— START OF PROVIDED INFORMATION —
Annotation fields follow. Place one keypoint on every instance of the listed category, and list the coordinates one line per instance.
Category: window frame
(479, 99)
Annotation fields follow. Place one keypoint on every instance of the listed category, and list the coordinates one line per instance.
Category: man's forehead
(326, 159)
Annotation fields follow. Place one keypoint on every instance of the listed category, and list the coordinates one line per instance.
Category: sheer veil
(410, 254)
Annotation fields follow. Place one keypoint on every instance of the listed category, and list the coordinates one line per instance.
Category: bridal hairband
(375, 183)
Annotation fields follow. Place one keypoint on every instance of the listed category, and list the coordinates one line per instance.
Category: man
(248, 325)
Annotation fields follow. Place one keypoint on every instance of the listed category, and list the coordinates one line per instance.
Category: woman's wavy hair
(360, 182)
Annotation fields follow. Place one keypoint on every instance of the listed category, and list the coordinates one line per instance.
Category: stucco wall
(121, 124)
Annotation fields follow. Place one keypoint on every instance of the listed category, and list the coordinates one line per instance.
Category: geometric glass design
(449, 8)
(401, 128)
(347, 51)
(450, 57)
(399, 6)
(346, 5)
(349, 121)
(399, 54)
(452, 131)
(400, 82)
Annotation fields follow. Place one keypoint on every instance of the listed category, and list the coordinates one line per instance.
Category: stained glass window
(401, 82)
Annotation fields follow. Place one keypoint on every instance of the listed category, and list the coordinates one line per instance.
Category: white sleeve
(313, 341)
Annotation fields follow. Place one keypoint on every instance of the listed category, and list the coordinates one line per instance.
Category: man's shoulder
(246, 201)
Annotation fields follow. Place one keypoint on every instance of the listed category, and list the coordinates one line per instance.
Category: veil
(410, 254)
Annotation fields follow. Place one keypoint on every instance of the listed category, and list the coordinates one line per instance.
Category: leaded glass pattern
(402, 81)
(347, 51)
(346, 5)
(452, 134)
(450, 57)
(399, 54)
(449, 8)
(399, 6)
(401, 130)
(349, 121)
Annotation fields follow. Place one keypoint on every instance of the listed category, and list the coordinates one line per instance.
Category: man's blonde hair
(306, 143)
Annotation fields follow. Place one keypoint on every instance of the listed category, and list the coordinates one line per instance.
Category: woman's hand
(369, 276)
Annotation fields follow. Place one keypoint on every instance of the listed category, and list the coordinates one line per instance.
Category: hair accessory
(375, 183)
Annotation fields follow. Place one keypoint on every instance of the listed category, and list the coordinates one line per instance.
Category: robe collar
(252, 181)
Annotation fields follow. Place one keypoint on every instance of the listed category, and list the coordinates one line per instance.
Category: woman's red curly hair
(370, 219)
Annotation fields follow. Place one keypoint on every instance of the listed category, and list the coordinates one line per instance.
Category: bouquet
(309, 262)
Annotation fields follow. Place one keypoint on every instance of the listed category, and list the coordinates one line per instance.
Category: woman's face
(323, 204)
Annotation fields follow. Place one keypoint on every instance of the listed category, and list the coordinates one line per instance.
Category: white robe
— END OF PROVIDED INFORMATION —
§ **WHAT IS ASKED**: Reproduce the listing shown above in its entirety, exactly.

§ **CORRECT RESPONSE**:
Annotation fields follow. Place one keypoint on every instance of the listed category, and list the coordinates one line per instance.
Category: window frame
(479, 99)
Annotation fields follow. Place one keypoint on every instance of the listed category, and list the coordinates one line per instance.
Category: man's forehead
(326, 159)
Annotation fields follow. Place one keypoint on every instance of the listed category, and list the coordinates one line per instance.
Category: sheer veil
(410, 254)
Annotation fields follow. Place one keypoint on every instance of the listed category, and list the coordinates one line per instance.
Category: bridal hairband
(375, 183)
Annotation fields follow. Place one keypoint on every instance of the listed category, and list the coordinates one line per instance.
Category: man
(248, 325)
Annotation fields follow. Place one keypoint on every instance of the listed category, and list the coordinates one line per instance.
Category: woman's wavy hair
(360, 182)
Annotation fields follow. Place one keypoint on every instance of the listed category, and list the coordinates one line per instance.
Category: stucco wall
(121, 124)
Annotation fields follow. Place one keypoint on every instance of the listed category, and list the coordinates one line per instance.
Category: geometric glass design
(449, 8)
(401, 128)
(347, 51)
(450, 57)
(399, 6)
(346, 5)
(349, 121)
(399, 54)
(452, 131)
(400, 82)
Annotation fields follow. Place one keypoint on every instance of the listed category, and list the coordinates one line per instance.
Category: stained glass window
(401, 82)
Annotation fields follow. Place one keypoint on every instance of the listed category, and list the coordinates one line per instance.
Category: white sleeve
(313, 341)
Annotation fields follow. Place one keypoint on every instance of the listed category, and list the coordinates one line per instance.
Category: man's shoulder
(246, 201)
Annotation fields follow. Place one keypoint on every instance of the listed category, and list the coordinates one line per instance.
Category: veil
(410, 254)
Annotation fields follow. Place one keypoint on every instance of the listed category, and list the coordinates one line per instance.
Category: leaded glass pattern
(402, 81)
(347, 51)
(346, 5)
(452, 134)
(450, 57)
(399, 54)
(449, 8)
(399, 6)
(401, 130)
(349, 121)
Annotation fields follow. Place one keypoint on every instance of the listed category, and list the coordinates one line per instance.
Category: man's blonde hair
(306, 143)
Annotation fields follow. Place one keypoint on every instance of the listed category, and list the coordinates one line per instance.
Category: woman's hand
(369, 276)
Annotation fields follow. Place one keypoint on every instance of the listed category, and list the coordinates one line per instance.
Category: hair accessory
(375, 183)
Annotation fields follow. Place one keypoint on every instance of the listed category, and list the coordinates one line per instance.
Category: robe collar
(252, 181)
Annotation fields follow. Place one keypoint on every instance of the listed category, and list the coordinates one line per instance.
Category: woman's red curly hair
(370, 219)
Annotation fields follow. Place one keypoint on every instance of the listed category, and list the coordinates one line per instance.
Category: bouquet
(309, 262)
Annotation fields follow. Place one keypoint on every instance of the listed category, and list the coordinates one line per instance.
Category: woman's face
(323, 204)
Annotation fields follow. Place one keypoint on every instance of the listed category, and list the coordinates one line per instance.
Category: white robe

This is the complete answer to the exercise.